WORK TO DO
Reproduce the lines below word for word, omitting the pictures.
======== STORED RECORDS ========
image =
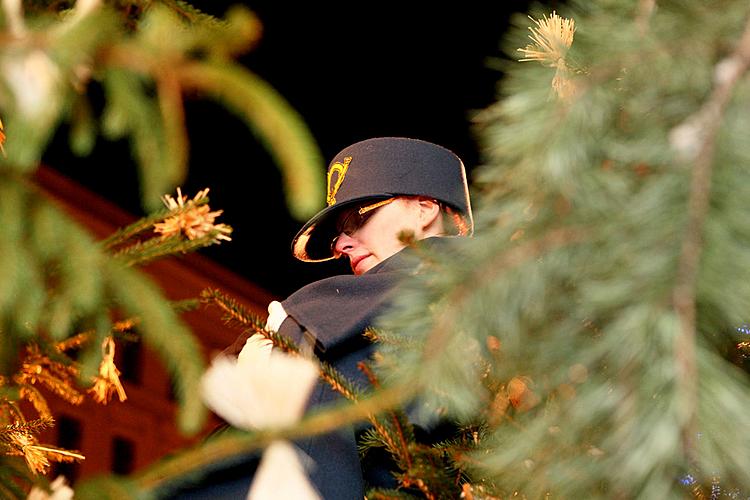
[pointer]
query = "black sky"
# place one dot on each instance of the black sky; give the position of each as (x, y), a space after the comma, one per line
(352, 70)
========
FULL SOLUTION
image =
[pointer]
query = "black sky"
# place one dot on each instance of the black sky; give the position of each as (x, y), a space after the comma, one per line
(352, 70)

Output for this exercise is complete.